→ **What you have to do**
Put the rows below into a Markdown table with two columns, No. and Line, giving each non-blank line its number and text. Skip blank lines and leave out the pictures.

— Begin —

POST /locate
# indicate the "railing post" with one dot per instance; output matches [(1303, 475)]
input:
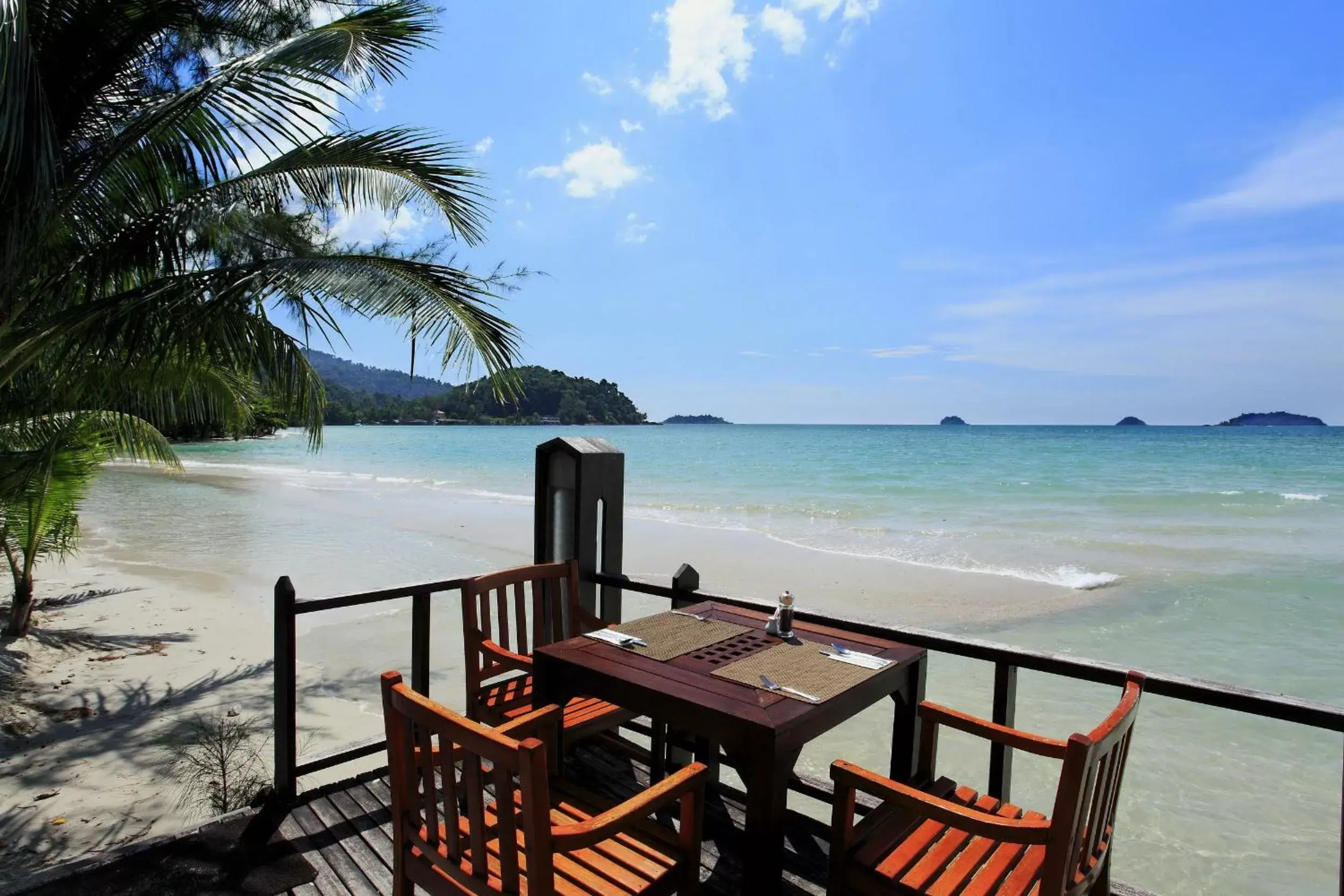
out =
[(1004, 714), (689, 580), (420, 642), (287, 692)]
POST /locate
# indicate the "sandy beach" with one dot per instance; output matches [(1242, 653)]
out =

— End —

→ **Result of this task**
| No. | Line |
|---|---|
| 1 | POST /locate |
| 2 | # indicate the "railing post" with one dot per instance; output matches [(1303, 475)] |
| 3 | input: |
| 4 | out = |
| 5 | [(1004, 714), (689, 580), (420, 642), (287, 692)] |
| 6 | POST /locate |
| 7 | # indicate the "sandy beach" with one dot per instance; output matches [(1242, 653)] |
| 8 | out = |